** Text segment **

++++

After more than an hour I finally got to the technical department who agreed it is a software problem but said as I've tried to return to default and it doesn't succeed, there is nothing they can do and they were sorry. Very disappointing answer. I'm starting to think a hammer might be the next step.


----------



## JoeKustra (Dec 7, 2012)

Dav Sugarman said:


> Very disappointing answer. I'm starting to think a hammer might be the next step.


On the plus side, they didn't bs you and say they were going to look at it.


----------



## Dav Sugarman (Jan 2, 2020)

JoeKustra said:


> On the plus side, they didn't bs you and say they were going to look at it.


This is true. I do appreciate your effort to help!!


----------



## klarid (Nov 15, 2019)

So that's it? End of story? No solution to downgrading a mini from TE4 to TE3? We're stuck using TE4? I have 4 A93 minis that were upgraded to TE4 but my wife hates it, so I went back to my Bolt host with TE3. The minis recognize the TE3 on the Bolt host and give me the option to downgrade. Press thumbs down 3x and Enter. Nothing happens. Called TiVo about this yesterday and they said they would work on it. Am I just being given lip service?


----------



## pl1 (Jan 18, 2007)

klarid said:


> So that's it? End of story? No solution to downgrading a mini from TE4 to TE3? We're stuck using TE4? I have 4 A93 minis that were upgraded to TE4 but my wife hates it, so I went back to my Bolt host with TE3. The minis recognize the TE3 on the Bolt host and give me the option to downgrade. Press thumbs down 3x and Enter. Nothing happens. Called TiVo about this yesterday and they said they would work on it. Am I just being given lip service?


The instructions are referred to on post 9 of this thread. Force Mini Vox Downgrade


----------



## klarid (Nov 15, 2019)

++++

** Data section **
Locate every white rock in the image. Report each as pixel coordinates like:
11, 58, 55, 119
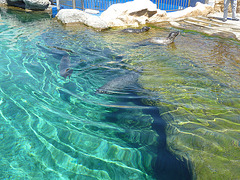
100, 0, 163, 27
84, 9, 100, 14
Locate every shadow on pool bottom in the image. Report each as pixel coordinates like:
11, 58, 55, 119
144, 105, 193, 180
118, 94, 193, 180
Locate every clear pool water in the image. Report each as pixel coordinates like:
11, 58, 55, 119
0, 8, 240, 180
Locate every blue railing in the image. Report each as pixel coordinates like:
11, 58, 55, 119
53, 0, 205, 11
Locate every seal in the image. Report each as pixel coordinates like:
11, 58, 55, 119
59, 56, 73, 79
96, 71, 140, 94
122, 26, 150, 33
148, 31, 179, 45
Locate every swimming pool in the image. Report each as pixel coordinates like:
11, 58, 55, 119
0, 8, 240, 179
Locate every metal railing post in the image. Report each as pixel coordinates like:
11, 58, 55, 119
56, 0, 60, 11
81, 0, 84, 10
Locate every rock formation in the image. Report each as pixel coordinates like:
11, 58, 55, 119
56, 0, 213, 29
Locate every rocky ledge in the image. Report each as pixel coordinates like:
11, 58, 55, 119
56, 0, 213, 29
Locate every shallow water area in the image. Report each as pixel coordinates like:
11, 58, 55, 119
0, 8, 240, 180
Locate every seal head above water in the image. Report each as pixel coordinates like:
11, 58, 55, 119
122, 26, 150, 33
149, 31, 179, 45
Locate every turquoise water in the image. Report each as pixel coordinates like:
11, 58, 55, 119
0, 8, 240, 180
0, 9, 168, 179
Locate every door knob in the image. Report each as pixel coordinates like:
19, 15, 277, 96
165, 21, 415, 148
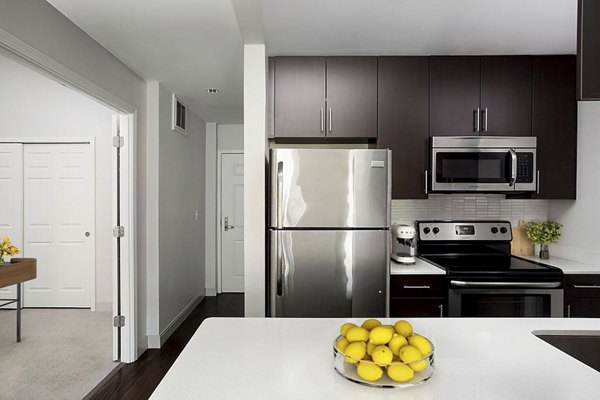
223, 217, 235, 231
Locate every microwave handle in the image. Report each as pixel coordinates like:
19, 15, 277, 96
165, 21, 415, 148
508, 149, 517, 186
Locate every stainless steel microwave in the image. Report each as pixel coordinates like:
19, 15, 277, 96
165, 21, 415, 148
431, 136, 538, 192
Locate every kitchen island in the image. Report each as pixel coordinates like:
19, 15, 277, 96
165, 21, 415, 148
151, 318, 600, 400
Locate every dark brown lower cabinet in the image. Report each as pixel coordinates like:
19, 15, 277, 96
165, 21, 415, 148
390, 275, 447, 318
565, 275, 600, 318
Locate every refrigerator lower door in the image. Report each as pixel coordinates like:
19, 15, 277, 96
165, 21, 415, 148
270, 230, 389, 317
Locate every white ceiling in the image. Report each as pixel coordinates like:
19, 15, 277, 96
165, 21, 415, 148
48, 0, 577, 123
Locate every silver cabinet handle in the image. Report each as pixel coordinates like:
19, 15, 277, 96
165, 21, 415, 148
508, 149, 517, 186
321, 107, 325, 132
223, 217, 235, 231
275, 161, 283, 228
573, 285, 600, 289
450, 280, 562, 288
276, 232, 283, 296
483, 107, 488, 132
473, 107, 481, 132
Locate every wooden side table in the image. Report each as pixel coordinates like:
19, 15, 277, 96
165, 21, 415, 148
0, 258, 37, 342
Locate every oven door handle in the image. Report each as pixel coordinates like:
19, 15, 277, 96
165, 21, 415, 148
450, 280, 562, 288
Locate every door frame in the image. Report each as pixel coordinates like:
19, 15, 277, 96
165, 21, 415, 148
0, 28, 139, 363
0, 137, 96, 311
216, 150, 246, 294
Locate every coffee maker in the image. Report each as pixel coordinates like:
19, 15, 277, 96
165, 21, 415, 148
391, 225, 417, 265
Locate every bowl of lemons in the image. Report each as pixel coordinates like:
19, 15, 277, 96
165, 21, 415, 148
333, 319, 434, 388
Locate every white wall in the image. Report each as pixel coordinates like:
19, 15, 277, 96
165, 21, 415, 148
151, 83, 206, 342
0, 54, 113, 310
217, 124, 244, 150
0, 0, 149, 355
549, 101, 600, 265
244, 44, 268, 317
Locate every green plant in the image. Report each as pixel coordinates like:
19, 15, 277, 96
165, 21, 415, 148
525, 221, 562, 244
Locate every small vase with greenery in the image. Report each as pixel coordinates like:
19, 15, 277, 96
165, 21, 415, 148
0, 236, 21, 265
525, 221, 562, 260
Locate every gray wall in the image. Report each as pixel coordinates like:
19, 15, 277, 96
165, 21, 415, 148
549, 101, 600, 265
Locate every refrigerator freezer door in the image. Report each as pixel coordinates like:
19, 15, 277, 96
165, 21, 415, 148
270, 149, 391, 228
270, 230, 389, 317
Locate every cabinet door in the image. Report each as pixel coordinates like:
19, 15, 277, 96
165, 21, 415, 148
274, 57, 325, 138
327, 57, 377, 138
577, 0, 600, 100
377, 57, 429, 199
532, 55, 577, 199
429, 56, 481, 136
481, 56, 532, 136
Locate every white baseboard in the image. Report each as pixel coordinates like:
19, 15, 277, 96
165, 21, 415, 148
148, 295, 204, 349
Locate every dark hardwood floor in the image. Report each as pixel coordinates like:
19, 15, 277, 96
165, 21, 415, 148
90, 293, 244, 400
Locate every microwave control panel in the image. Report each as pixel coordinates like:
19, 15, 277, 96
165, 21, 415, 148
517, 153, 534, 183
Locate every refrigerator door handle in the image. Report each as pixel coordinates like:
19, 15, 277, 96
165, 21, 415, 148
275, 232, 283, 296
276, 161, 283, 228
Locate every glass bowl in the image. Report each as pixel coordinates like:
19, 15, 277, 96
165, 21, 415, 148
333, 336, 435, 388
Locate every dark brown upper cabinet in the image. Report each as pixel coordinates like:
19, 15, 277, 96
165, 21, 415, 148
429, 56, 481, 136
327, 57, 377, 138
430, 56, 532, 136
480, 56, 533, 136
533, 55, 577, 199
273, 57, 326, 138
273, 57, 377, 138
577, 0, 600, 100
377, 57, 429, 199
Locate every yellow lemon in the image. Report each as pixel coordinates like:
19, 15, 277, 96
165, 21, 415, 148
346, 326, 369, 342
394, 320, 413, 337
398, 344, 423, 363
335, 338, 350, 353
408, 359, 428, 372
387, 364, 415, 382
367, 342, 377, 355
369, 326, 394, 344
371, 345, 394, 365
344, 342, 367, 364
408, 334, 431, 355
388, 335, 408, 355
361, 318, 381, 331
340, 322, 356, 337
356, 362, 384, 382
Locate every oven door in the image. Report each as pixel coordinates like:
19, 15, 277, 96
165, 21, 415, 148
448, 282, 564, 318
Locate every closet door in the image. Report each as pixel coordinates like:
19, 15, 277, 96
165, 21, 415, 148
0, 143, 23, 308
23, 144, 95, 308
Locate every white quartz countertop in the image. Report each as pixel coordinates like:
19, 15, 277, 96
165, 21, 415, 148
519, 256, 600, 274
390, 257, 446, 275
151, 318, 600, 400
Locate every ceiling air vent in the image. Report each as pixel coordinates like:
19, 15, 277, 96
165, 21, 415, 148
171, 95, 187, 135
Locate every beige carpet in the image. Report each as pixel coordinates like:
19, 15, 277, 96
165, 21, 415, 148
0, 309, 117, 400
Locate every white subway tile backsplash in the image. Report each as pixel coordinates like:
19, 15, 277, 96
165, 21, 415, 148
392, 194, 548, 225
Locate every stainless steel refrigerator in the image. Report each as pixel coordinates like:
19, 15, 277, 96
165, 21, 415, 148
269, 149, 391, 317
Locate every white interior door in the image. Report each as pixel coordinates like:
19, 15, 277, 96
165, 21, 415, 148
220, 153, 244, 292
0, 143, 23, 308
23, 143, 95, 308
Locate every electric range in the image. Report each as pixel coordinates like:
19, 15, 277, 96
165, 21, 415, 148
416, 221, 564, 317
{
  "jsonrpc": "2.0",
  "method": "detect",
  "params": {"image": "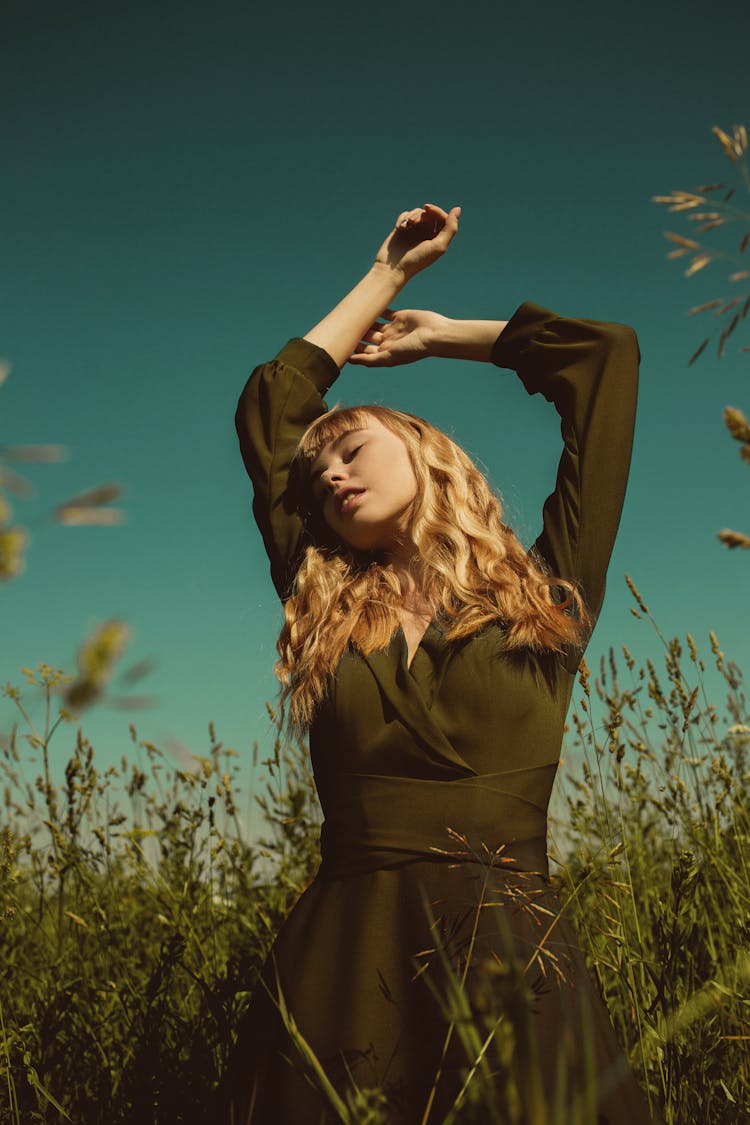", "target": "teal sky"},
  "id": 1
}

[0,0,750,823]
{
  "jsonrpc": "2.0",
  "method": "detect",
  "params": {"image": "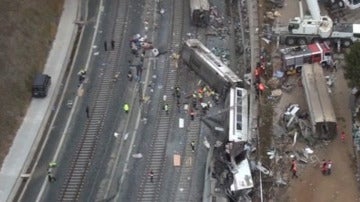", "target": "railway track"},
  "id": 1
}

[137,0,184,202]
[57,0,128,201]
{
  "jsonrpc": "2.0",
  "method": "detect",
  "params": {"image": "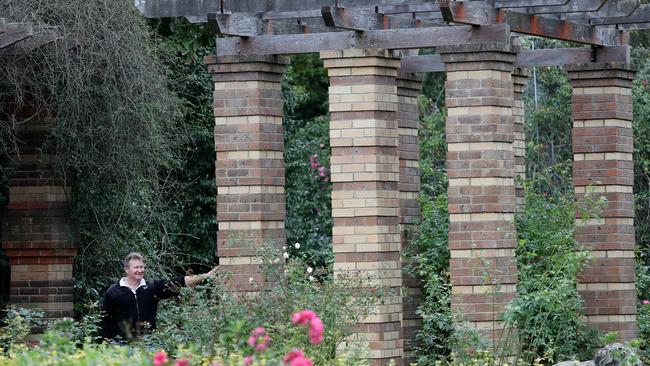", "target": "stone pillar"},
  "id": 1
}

[1,116,77,318]
[566,63,636,340]
[438,44,517,339]
[321,50,403,365]
[397,72,422,364]
[512,67,530,212]
[205,55,288,290]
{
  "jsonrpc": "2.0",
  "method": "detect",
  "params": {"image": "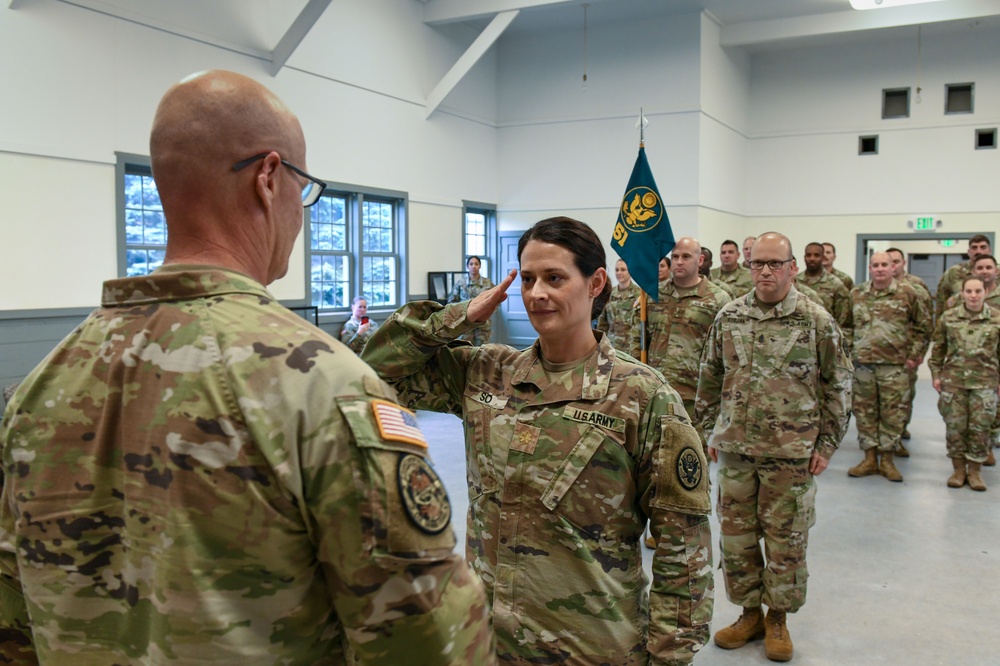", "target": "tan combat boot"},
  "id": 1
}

[878,451,903,481]
[948,458,965,488]
[847,447,878,476]
[764,608,792,661]
[966,462,986,490]
[715,606,764,650]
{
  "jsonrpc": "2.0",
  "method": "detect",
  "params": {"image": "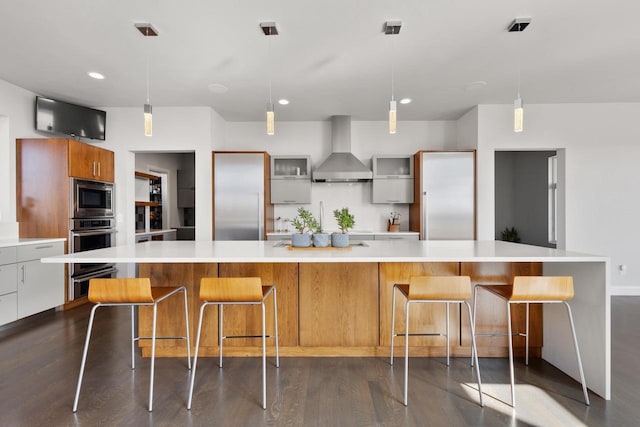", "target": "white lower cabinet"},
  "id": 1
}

[0,242,64,325]
[0,292,18,325]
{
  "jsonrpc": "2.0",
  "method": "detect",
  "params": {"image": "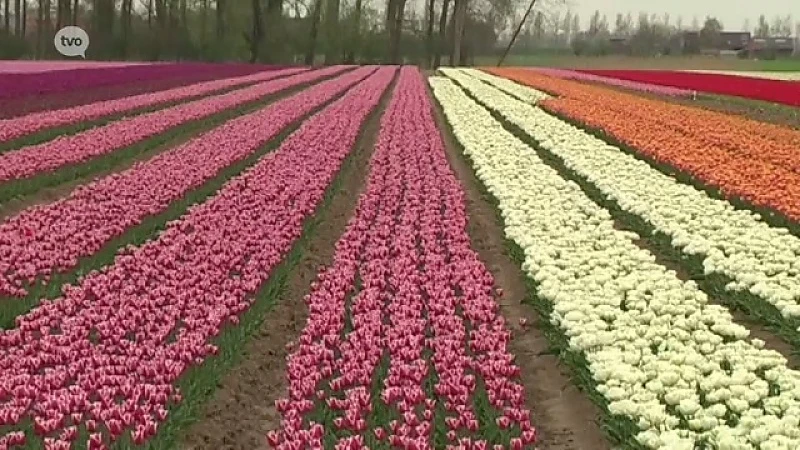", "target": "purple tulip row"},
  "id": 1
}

[0,63,280,100]
[0,64,292,119]
[0,61,152,75]
[531,68,693,97]
[0,67,396,449]
[0,66,347,183]
[267,68,536,450]
[0,67,375,297]
[0,68,305,142]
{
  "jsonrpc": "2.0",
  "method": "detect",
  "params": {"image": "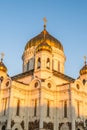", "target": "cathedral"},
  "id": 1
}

[0,22,87,130]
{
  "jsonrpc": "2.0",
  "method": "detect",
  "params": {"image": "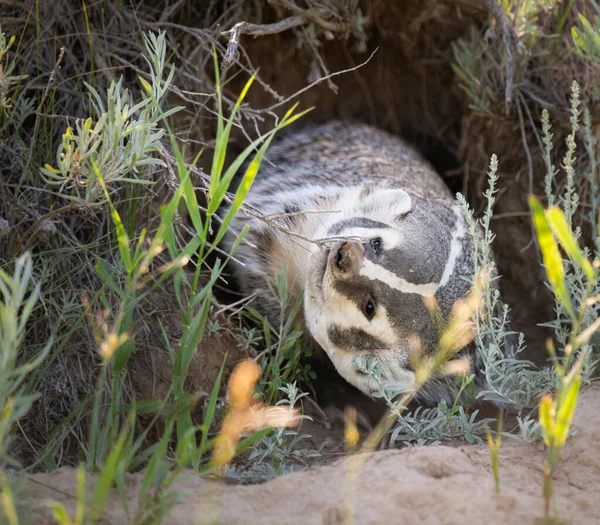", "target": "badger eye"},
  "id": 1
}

[363,300,375,319]
[371,237,383,253]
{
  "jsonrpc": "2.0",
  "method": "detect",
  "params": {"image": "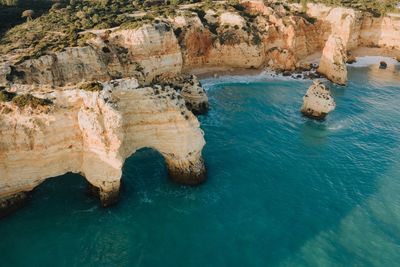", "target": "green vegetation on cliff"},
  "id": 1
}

[0,0,397,60]
[291,0,399,17]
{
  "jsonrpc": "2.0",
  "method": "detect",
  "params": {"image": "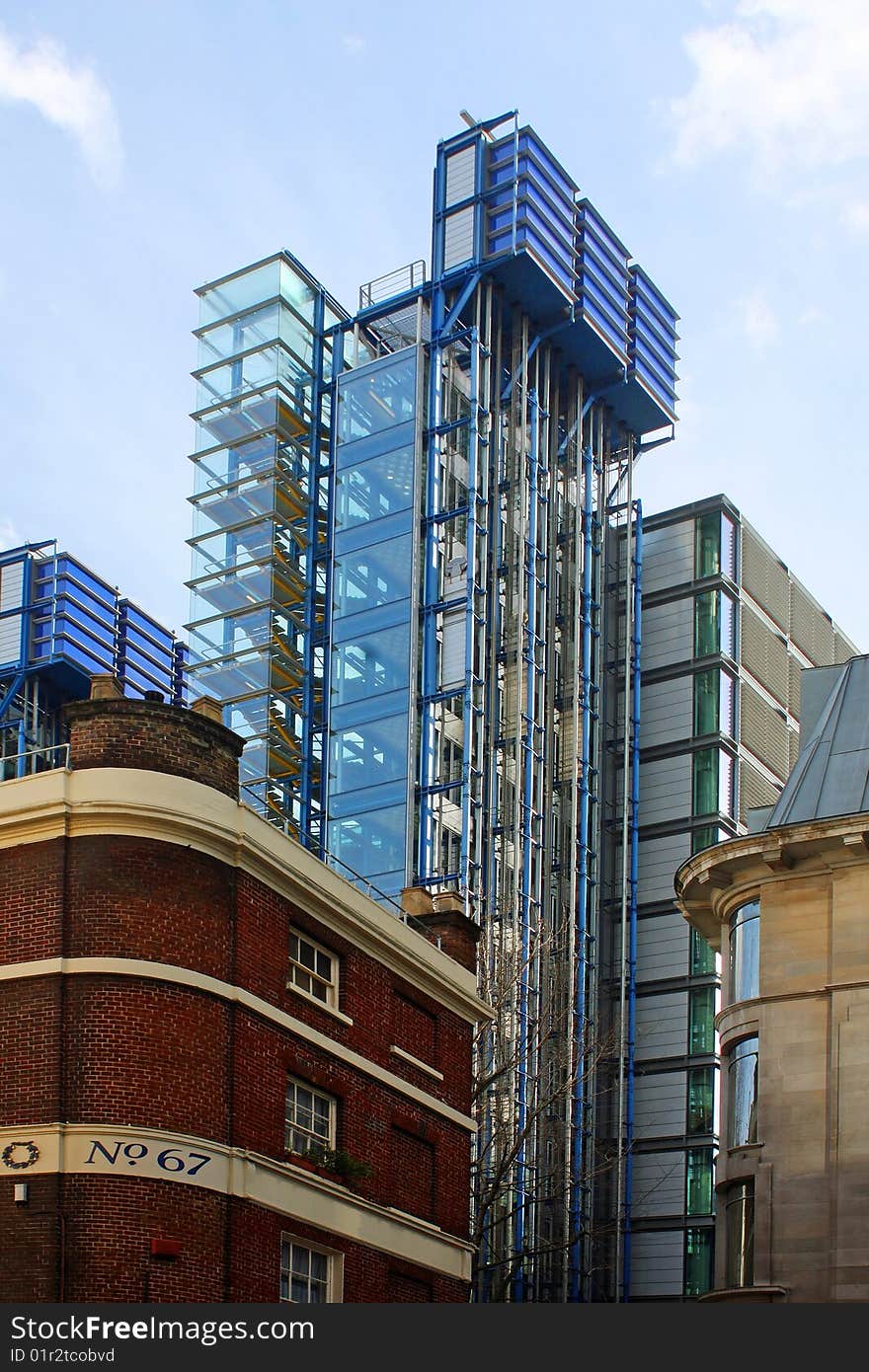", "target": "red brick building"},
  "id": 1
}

[0,687,485,1302]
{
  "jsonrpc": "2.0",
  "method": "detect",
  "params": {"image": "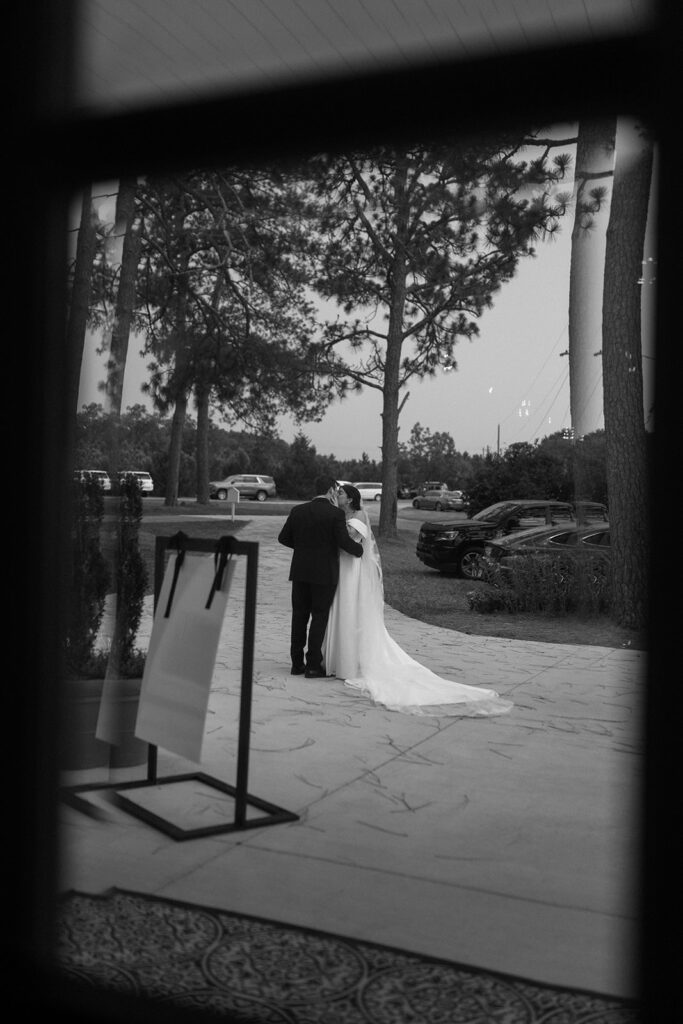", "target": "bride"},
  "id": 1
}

[323,484,512,716]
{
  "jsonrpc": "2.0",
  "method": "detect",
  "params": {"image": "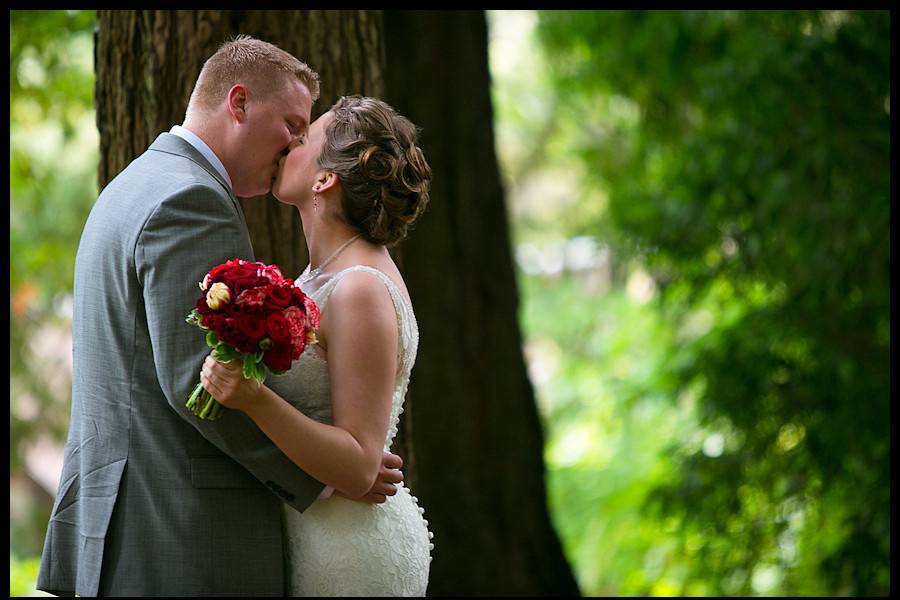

++++

** Given exercise **
Please extract the passage of the TiVo forum thread that begins at the words "## Dav Sugarman" and stops after the words "effort to help!!", copying it word for word.

** Result **
## Dav Sugarman (Jan 2, 2020)

JoeKustra said:


> On the plus side, they didn't bs you and say they were going to look at it.


This is true. I do appreciate your effort to help!!